— Aim of the exercise —
Return, word for word, the stretch of the listing below from the line containing "For every instance of the green" through the line containing "x=535 y=250", including both of those lines.

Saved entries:

begin

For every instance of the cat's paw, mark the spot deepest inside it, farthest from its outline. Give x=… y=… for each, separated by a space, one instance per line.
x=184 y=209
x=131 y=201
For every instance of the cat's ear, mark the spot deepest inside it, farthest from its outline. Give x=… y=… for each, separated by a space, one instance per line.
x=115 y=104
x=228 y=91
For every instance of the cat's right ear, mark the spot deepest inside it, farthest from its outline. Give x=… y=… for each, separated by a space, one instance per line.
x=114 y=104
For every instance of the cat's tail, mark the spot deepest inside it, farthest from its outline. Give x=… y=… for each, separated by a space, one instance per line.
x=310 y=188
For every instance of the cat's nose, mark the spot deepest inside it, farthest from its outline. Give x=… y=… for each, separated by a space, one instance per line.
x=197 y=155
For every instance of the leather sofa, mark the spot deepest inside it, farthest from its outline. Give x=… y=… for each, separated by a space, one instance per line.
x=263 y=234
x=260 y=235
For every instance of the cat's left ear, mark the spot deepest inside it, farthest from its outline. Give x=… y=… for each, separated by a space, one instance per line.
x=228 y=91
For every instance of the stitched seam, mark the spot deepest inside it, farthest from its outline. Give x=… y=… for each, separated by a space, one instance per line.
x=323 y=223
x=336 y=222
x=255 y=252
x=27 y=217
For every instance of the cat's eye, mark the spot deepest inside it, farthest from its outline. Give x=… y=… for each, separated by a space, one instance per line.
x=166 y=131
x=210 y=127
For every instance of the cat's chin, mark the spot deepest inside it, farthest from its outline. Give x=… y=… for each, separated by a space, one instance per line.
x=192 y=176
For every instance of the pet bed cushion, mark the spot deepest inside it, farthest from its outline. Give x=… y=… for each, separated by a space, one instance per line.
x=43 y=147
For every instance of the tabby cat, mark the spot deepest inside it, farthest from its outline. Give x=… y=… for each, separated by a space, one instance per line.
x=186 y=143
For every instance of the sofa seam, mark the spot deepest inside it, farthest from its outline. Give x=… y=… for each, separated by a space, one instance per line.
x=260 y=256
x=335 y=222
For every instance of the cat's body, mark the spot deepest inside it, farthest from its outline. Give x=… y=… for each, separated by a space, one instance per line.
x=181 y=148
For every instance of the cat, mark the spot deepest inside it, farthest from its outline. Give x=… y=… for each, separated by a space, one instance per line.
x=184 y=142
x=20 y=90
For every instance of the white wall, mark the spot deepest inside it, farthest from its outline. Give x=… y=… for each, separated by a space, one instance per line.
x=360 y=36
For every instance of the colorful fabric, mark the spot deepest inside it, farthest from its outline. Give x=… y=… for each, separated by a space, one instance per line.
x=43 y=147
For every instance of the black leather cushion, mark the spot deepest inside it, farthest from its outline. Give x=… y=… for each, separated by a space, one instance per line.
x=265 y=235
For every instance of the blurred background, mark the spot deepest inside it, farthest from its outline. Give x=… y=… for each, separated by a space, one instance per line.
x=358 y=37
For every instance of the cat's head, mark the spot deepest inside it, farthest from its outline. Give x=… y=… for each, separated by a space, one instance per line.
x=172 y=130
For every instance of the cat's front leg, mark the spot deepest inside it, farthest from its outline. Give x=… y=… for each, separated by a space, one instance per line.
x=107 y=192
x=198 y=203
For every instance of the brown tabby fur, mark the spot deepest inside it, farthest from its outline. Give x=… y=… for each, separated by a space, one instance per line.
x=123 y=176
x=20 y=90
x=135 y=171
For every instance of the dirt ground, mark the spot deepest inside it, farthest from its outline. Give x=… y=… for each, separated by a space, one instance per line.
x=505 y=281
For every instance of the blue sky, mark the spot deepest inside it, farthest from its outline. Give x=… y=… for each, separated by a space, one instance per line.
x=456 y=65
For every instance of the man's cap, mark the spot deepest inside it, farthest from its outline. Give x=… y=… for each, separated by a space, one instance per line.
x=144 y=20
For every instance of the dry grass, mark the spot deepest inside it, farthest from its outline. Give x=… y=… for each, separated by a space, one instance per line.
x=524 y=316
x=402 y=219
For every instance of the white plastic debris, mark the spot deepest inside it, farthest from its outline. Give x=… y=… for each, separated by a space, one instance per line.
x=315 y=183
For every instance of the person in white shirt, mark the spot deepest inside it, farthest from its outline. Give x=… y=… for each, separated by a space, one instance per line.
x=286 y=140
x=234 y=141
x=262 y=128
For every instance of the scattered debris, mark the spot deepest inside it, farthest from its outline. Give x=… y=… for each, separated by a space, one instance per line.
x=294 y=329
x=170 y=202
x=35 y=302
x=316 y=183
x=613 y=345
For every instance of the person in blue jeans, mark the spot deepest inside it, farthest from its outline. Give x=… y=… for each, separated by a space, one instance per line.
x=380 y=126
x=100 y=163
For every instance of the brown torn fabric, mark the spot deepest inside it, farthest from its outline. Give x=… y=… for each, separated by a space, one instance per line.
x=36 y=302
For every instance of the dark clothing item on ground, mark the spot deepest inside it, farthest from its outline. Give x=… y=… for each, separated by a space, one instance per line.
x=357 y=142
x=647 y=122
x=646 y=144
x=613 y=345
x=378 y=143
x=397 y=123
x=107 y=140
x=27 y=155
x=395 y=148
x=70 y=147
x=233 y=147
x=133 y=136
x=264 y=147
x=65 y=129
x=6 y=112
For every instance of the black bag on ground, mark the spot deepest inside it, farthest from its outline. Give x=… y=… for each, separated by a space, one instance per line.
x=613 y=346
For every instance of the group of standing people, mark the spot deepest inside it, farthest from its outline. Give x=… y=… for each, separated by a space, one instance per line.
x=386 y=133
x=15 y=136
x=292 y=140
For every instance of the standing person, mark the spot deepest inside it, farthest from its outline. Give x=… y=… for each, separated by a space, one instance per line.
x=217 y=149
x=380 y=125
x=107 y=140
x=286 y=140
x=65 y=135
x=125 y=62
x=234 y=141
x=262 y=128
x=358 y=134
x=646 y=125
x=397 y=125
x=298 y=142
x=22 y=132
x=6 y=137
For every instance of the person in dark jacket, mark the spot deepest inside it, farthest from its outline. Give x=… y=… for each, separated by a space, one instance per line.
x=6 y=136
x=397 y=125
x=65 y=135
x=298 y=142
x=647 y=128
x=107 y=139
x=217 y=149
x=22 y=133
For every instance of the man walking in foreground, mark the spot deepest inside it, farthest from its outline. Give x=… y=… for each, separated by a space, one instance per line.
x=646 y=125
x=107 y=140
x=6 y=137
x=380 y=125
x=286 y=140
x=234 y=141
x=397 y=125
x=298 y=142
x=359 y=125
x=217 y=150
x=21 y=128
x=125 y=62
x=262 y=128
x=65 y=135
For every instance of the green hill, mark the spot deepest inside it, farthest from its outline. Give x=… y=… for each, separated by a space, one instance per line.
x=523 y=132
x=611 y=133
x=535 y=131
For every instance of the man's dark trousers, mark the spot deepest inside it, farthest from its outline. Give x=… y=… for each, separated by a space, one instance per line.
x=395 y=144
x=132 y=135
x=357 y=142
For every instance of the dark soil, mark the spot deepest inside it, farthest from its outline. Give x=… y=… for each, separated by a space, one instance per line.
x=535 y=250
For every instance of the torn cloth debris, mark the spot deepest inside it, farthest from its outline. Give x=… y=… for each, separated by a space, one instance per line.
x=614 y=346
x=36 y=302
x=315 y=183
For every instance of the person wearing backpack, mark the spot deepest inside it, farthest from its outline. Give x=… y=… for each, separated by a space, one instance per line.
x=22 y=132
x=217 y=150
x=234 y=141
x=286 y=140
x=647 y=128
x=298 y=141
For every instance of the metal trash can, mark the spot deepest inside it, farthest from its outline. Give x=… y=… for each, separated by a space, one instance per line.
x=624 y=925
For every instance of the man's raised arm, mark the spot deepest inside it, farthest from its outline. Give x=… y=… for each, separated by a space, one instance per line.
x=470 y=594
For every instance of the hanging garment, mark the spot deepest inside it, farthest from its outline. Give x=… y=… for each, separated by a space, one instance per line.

end

— Exercise output —
For every instance of the green hill, mark the spot deepest inside it, farthest from its outline. Give x=… y=… for each, separated by a space, one instance per line.
x=523 y=132
x=611 y=133
x=535 y=131
For every instance of the man's dark trousers, mark the spot deepest inside it, farthest from its outline. Give x=… y=… for each, separated by a space, one instance per line.
x=395 y=144
x=132 y=135
x=357 y=142
For every instance of the dark soil, mark the spot deepest inside it, farthest from its outline. Give x=… y=… for each, separated by a space, one instance per line.
x=535 y=250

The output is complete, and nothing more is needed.